Given problem - Recast every one of the rows below as a JSON list of strings, one string per line, skipping blank lines and leaving out the pictures.

Given records -
+===+

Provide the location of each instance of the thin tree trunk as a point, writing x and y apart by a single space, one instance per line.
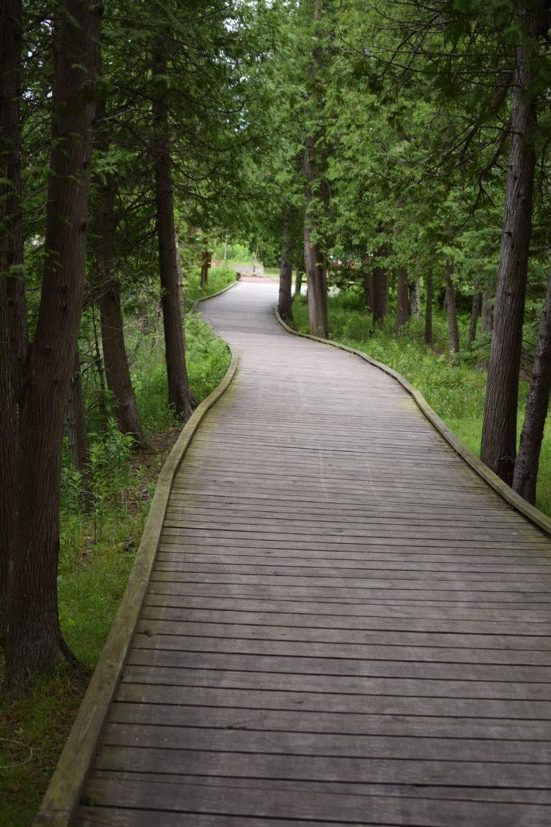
367 284
315 273
299 275
112 323
428 308
179 393
13 326
500 408
34 640
487 311
380 292
402 300
415 299
451 310
206 259
77 434
475 315
285 304
537 405
100 371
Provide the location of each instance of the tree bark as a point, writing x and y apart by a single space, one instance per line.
313 261
299 275
206 260
415 299
285 303
402 300
115 358
487 312
34 641
179 394
380 292
537 405
367 284
500 408
77 435
475 315
13 325
451 309
428 309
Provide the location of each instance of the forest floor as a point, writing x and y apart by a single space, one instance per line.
97 552
453 384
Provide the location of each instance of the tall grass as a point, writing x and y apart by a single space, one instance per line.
96 555
453 384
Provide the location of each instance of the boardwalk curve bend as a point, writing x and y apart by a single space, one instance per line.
344 624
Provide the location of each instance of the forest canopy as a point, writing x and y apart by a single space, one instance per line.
397 149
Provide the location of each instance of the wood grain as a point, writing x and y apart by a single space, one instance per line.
345 624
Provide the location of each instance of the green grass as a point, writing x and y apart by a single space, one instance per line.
453 385
219 277
97 552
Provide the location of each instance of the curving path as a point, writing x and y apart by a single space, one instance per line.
344 625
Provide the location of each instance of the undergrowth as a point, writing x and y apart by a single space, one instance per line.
98 544
453 384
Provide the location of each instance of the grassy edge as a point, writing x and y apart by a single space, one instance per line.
536 516
65 788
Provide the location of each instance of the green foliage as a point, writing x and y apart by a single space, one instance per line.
97 548
219 277
453 385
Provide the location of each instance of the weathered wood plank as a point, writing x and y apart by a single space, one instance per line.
245 718
344 625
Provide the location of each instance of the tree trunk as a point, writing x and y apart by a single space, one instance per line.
367 284
206 260
500 408
428 309
299 275
77 434
34 641
13 326
112 324
380 294
415 299
285 304
453 329
475 314
313 263
487 311
402 300
526 466
100 372
179 393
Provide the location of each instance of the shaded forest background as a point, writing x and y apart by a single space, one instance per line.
395 154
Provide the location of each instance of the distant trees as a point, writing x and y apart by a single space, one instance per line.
427 118
166 156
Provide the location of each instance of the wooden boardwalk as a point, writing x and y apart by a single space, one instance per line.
345 625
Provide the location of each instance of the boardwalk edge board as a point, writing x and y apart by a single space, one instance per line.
515 500
66 785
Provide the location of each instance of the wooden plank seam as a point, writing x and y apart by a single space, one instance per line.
63 795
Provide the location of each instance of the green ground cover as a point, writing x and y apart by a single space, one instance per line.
97 551
452 384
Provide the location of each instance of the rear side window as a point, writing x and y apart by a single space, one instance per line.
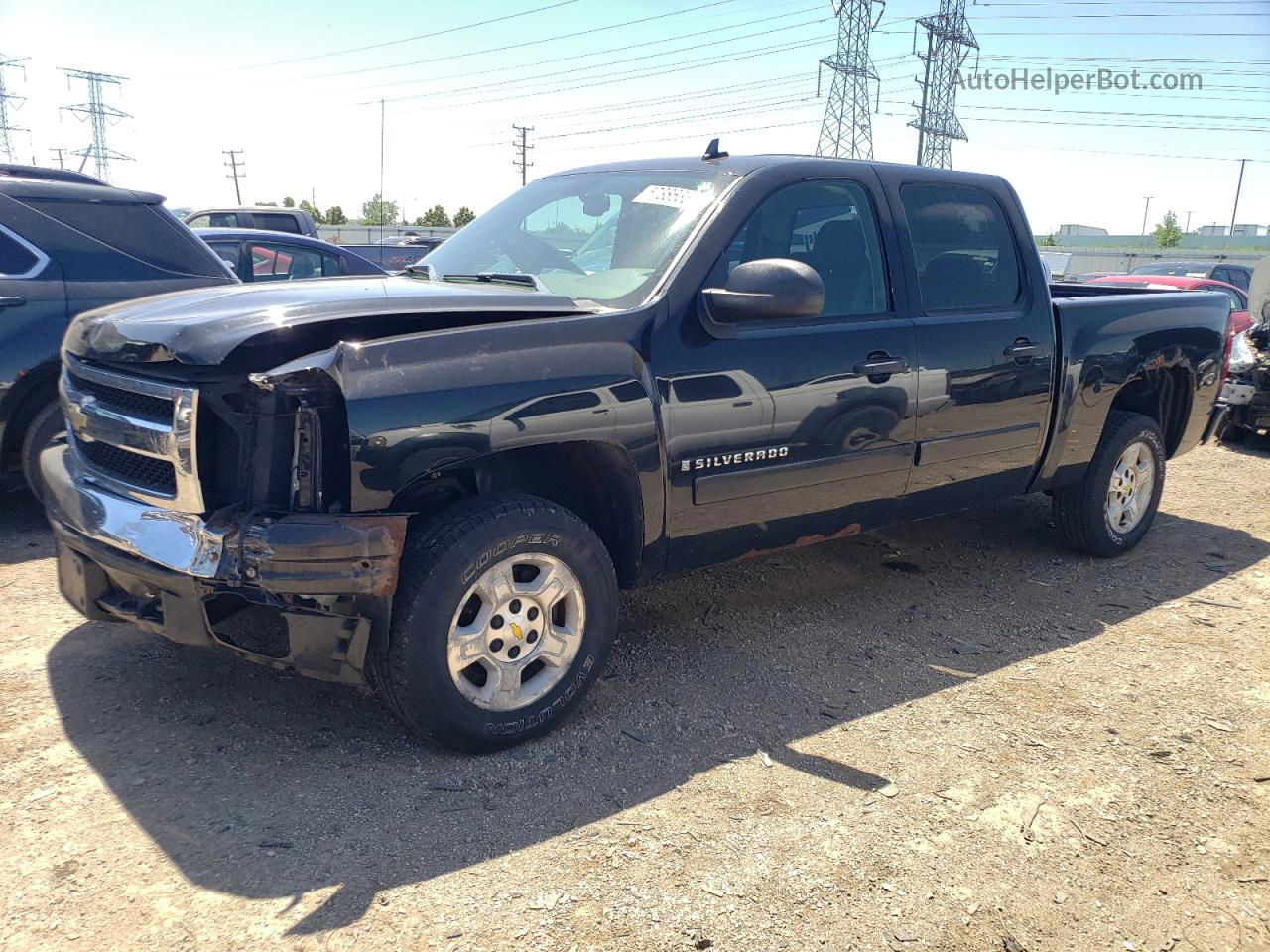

+===+

Completed task -
[
  "Provide the location of each instance of the thin tree trunk as a point, writing x and y apart by a single space, one instance per line.",
  "367 284",
  "315 273",
  "299 275",
  "112 323",
  "428 308",
  "179 393",
  "13 326",
  "500 408",
  "34 640",
  "487 311",
  "380 292",
  "402 300",
  "415 299",
  "451 310",
  "206 259",
  "77 434",
  "475 315",
  "285 304",
  "537 405",
  "100 371",
  "Provide the location of each instance of the tree bark as a point, writing x and y apart by a single space, one instance per line.",
  "313 261",
  "299 275",
  "206 260",
  "415 299",
  "285 303",
  "402 300",
  "115 358",
  "487 312",
  "34 641",
  "179 394",
  "380 292",
  "537 405",
  "367 284",
  "500 408",
  "77 435",
  "475 315",
  "13 325",
  "451 309",
  "428 309",
  "Provide the location of each instance of the forest floor as a point, writing x and y apart by a single space, one instance per line.",
  "97 552",
  "453 384",
  "Provide the location of each instance of the tall grass as a point, writing x and y apart by a single space, one instance per line.",
  "96 555",
  "453 384",
  "Provide the location of each instance of the boardwalk curve bend as a point, writing x and y apart by a single space, one instance per line.",
  "344 624",
  "Provide the location of each instance of the forest canopy as a point, writing x and y apart by a single space, one instance per line.",
  "397 149",
  "Provide the location of each instance of the wood grain as a point, writing x and y apart by a single space, one instance per line.",
  "345 624",
  "Provide the location of each instance of the green grass as a point, writing x and y apart by a single space, one instance per line.",
  "453 385",
  "219 277",
  "97 552",
  "Provide the location of each instance of the curving path as a point, writing x and y apart by a single space, one instance per line.",
  "344 625",
  "Provide the location of each instance of the undergrowth as a point, writing x and y apart by a single space, one instance per line.",
  "98 544",
  "453 384",
  "Provide the location of each instance of the grassy edge as a point, writing x and y apart by a single space, one instance per line.",
  "536 516",
  "65 788",
  "Provide the location of each instance of the green foliage as a point, writing x and y apart by a single space, one instance per line.",
  "97 548",
  "219 277",
  "453 385",
  "Provide the location of each instance of the weathered wood plank as a point, writing x and y apart by a single space, one instance per line.",
  "245 718",
  "344 625",
  "Provide the location of each instance of the tree trunk as a point, writing x and y apart by a single space, one instance per line.",
  "367 284",
  "206 260",
  "500 408",
  "428 309",
  "299 275",
  "77 434",
  "34 641",
  "13 326",
  "112 324",
  "380 294",
  "415 299",
  "285 304",
  "453 329",
  "475 314",
  "313 263",
  "487 311",
  "402 300",
  "526 466",
  "100 372",
  "179 393",
  "Provide the location of each instance of the shaded forest background as a point, writing x and y apart by a single space, one instance per line.",
  "395 154",
  "Provide the location of each instance of the distant trees as a point, writing x and y apart by a single space, one instance per line.",
  "427 118",
  "166 156",
  "Provide the location of each instance of the wooden boardwalk as a point, writing x and y apart by a single space, one instance per line.",
  "345 625",
  "Provide the location of each instance of the boardwalk edge board as a point, writing x and y apart by a single space, one instance per line.",
  "515 500",
  "66 785",
  "Provide the location of each instance of the wooden plank seam as a point, writing x and y apart by a single space, one instance per line.",
  "63 795",
  "Provide the location of each instance of the green ground cover as a point, writing x and y apart by a single space, one instance per line.",
  "97 551",
  "452 384",
  "Provide the location of each instance of the rear side window as a point, writing x and y apart by a single space, one instance per line."
]